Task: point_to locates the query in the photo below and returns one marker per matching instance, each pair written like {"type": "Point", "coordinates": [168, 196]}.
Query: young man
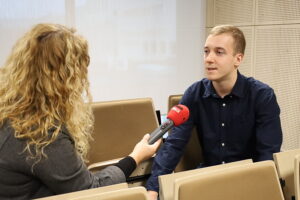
{"type": "Point", "coordinates": [236, 117]}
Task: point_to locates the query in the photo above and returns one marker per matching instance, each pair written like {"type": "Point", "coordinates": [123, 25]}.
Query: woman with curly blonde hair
{"type": "Point", "coordinates": [46, 119]}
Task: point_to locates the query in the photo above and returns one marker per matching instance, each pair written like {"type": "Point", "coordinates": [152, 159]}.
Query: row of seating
{"type": "Point", "coordinates": [128, 120]}
{"type": "Point", "coordinates": [242, 180]}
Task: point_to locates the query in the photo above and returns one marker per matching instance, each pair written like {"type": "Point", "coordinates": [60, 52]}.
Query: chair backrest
{"type": "Point", "coordinates": [297, 176]}
{"type": "Point", "coordinates": [257, 181]}
{"type": "Point", "coordinates": [86, 193]}
{"type": "Point", "coordinates": [119, 125]}
{"type": "Point", "coordinates": [285, 166]}
{"type": "Point", "coordinates": [166, 182]}
{"type": "Point", "coordinates": [135, 193]}
{"type": "Point", "coordinates": [193, 152]}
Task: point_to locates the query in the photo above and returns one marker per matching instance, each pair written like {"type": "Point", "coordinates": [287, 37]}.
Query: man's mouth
{"type": "Point", "coordinates": [211, 68]}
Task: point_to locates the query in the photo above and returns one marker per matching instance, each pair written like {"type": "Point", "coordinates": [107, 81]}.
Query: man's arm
{"type": "Point", "coordinates": [268, 127]}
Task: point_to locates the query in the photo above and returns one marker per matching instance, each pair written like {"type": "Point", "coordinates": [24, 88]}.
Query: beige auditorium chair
{"type": "Point", "coordinates": [87, 193]}
{"type": "Point", "coordinates": [166, 182]}
{"type": "Point", "coordinates": [285, 166]}
{"type": "Point", "coordinates": [193, 152]}
{"type": "Point", "coordinates": [255, 181]}
{"type": "Point", "coordinates": [297, 176]}
{"type": "Point", "coordinates": [119, 126]}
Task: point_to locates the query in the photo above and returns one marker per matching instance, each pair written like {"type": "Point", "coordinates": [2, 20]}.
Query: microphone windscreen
{"type": "Point", "coordinates": [178, 114]}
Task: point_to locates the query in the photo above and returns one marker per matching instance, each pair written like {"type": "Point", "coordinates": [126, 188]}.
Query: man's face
{"type": "Point", "coordinates": [219, 59]}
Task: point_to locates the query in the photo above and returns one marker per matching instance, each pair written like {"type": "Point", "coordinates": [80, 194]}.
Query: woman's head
{"type": "Point", "coordinates": [44, 85]}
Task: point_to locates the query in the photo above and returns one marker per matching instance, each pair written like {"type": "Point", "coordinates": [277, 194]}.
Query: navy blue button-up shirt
{"type": "Point", "coordinates": [243, 125]}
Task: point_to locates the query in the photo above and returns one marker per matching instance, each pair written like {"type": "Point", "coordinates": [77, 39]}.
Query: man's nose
{"type": "Point", "coordinates": [209, 57]}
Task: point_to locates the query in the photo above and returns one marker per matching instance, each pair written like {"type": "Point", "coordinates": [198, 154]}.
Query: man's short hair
{"type": "Point", "coordinates": [236, 33]}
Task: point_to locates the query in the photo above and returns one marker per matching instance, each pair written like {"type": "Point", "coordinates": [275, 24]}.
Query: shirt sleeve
{"type": "Point", "coordinates": [170, 153]}
{"type": "Point", "coordinates": [64, 171]}
{"type": "Point", "coordinates": [268, 127]}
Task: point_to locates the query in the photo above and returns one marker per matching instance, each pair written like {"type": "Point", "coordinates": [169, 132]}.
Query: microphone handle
{"type": "Point", "coordinates": [160, 131]}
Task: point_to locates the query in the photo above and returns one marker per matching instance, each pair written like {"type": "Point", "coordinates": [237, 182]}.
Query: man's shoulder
{"type": "Point", "coordinates": [257, 85]}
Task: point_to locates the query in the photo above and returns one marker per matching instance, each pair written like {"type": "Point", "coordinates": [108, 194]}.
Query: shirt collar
{"type": "Point", "coordinates": [237, 90]}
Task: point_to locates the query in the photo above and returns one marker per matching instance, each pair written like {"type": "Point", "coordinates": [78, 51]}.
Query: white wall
{"type": "Point", "coordinates": [138, 48]}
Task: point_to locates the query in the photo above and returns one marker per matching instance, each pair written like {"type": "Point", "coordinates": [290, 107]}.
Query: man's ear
{"type": "Point", "coordinates": [238, 59]}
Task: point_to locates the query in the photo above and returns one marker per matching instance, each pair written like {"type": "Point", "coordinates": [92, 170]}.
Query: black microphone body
{"type": "Point", "coordinates": [160, 131]}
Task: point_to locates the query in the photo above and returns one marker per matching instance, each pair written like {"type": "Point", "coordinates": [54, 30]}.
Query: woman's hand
{"type": "Point", "coordinates": [143, 151]}
{"type": "Point", "coordinates": [152, 195]}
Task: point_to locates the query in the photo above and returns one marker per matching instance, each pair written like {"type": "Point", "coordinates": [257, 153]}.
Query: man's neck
{"type": "Point", "coordinates": [224, 87]}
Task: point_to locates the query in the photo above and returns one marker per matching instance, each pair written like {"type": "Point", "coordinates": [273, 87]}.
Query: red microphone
{"type": "Point", "coordinates": [176, 116]}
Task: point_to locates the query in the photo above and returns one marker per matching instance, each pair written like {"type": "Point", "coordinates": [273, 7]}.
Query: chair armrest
{"type": "Point", "coordinates": [101, 165]}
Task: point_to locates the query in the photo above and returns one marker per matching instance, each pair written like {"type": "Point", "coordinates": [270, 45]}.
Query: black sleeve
{"type": "Point", "coordinates": [127, 165]}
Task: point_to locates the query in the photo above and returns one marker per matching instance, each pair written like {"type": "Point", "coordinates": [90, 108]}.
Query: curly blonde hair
{"type": "Point", "coordinates": [44, 86]}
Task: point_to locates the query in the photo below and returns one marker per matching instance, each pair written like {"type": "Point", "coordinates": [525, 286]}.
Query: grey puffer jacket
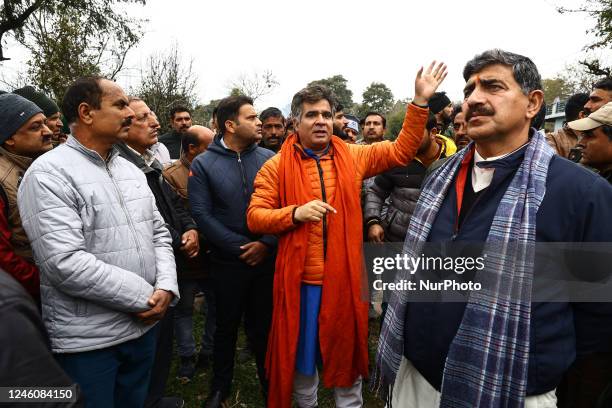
{"type": "Point", "coordinates": [100, 244]}
{"type": "Point", "coordinates": [403, 184]}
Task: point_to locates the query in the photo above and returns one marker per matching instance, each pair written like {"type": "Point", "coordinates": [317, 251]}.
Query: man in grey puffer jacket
{"type": "Point", "coordinates": [104, 253]}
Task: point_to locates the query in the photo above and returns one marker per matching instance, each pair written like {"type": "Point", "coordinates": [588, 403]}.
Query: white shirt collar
{"type": "Point", "coordinates": [482, 177]}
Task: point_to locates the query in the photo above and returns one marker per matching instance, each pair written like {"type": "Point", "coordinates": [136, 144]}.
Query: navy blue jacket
{"type": "Point", "coordinates": [220, 187]}
{"type": "Point", "coordinates": [575, 208]}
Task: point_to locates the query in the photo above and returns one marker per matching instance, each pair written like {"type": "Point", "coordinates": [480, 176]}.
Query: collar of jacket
{"type": "Point", "coordinates": [218, 148]}
{"type": "Point", "coordinates": [91, 154]}
{"type": "Point", "coordinates": [137, 160]}
{"type": "Point", "coordinates": [328, 152]}
{"type": "Point", "coordinates": [20, 161]}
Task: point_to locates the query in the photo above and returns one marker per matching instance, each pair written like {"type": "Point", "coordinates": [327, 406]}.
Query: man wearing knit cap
{"type": "Point", "coordinates": [49, 108]}
{"type": "Point", "coordinates": [442, 107]}
{"type": "Point", "coordinates": [23, 137]}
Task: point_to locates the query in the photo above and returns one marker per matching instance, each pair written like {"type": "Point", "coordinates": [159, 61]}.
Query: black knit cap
{"type": "Point", "coordinates": [438, 101]}
{"type": "Point", "coordinates": [41, 100]}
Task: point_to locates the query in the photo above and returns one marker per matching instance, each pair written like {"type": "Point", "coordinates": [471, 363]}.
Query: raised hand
{"type": "Point", "coordinates": [427, 82]}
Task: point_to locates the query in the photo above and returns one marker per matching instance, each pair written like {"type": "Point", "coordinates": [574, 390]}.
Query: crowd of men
{"type": "Point", "coordinates": [109, 233]}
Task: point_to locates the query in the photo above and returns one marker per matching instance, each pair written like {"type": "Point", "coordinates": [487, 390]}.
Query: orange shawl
{"type": "Point", "coordinates": [343, 318]}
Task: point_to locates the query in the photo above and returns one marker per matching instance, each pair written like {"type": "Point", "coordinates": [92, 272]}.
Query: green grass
{"type": "Point", "coordinates": [246, 391]}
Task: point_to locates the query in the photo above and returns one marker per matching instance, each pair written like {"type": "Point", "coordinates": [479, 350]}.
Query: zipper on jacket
{"type": "Point", "coordinates": [129, 219]}
{"type": "Point", "coordinates": [244, 184]}
{"type": "Point", "coordinates": [324, 197]}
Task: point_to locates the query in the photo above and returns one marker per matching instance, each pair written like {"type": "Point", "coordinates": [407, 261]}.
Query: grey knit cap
{"type": "Point", "coordinates": [41, 100]}
{"type": "Point", "coordinates": [15, 110]}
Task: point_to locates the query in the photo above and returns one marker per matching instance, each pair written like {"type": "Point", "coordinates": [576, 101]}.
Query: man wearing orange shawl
{"type": "Point", "coordinates": [309, 195]}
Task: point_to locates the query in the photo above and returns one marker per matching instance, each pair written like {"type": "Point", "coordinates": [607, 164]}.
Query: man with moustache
{"type": "Point", "coordinates": [600, 95]}
{"type": "Point", "coordinates": [309, 196]}
{"type": "Point", "coordinates": [23, 137]}
{"type": "Point", "coordinates": [50, 110]}
{"type": "Point", "coordinates": [272, 129]}
{"type": "Point", "coordinates": [374, 126]}
{"type": "Point", "coordinates": [180, 120]}
{"type": "Point", "coordinates": [564, 139]}
{"type": "Point", "coordinates": [242, 263]}
{"type": "Point", "coordinates": [185, 241]}
{"type": "Point", "coordinates": [508, 190]}
{"type": "Point", "coordinates": [194, 277]}
{"type": "Point", "coordinates": [104, 253]}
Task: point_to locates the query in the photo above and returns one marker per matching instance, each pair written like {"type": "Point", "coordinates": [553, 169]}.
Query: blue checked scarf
{"type": "Point", "coordinates": [488, 358]}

§ §

TASK REQUIREMENTS. Gather every line of the items that contains the string "navy" and copy each one out; case counts.

FINAL RESULT.
Query: navy blue button-up shirt
Query: navy blue jacket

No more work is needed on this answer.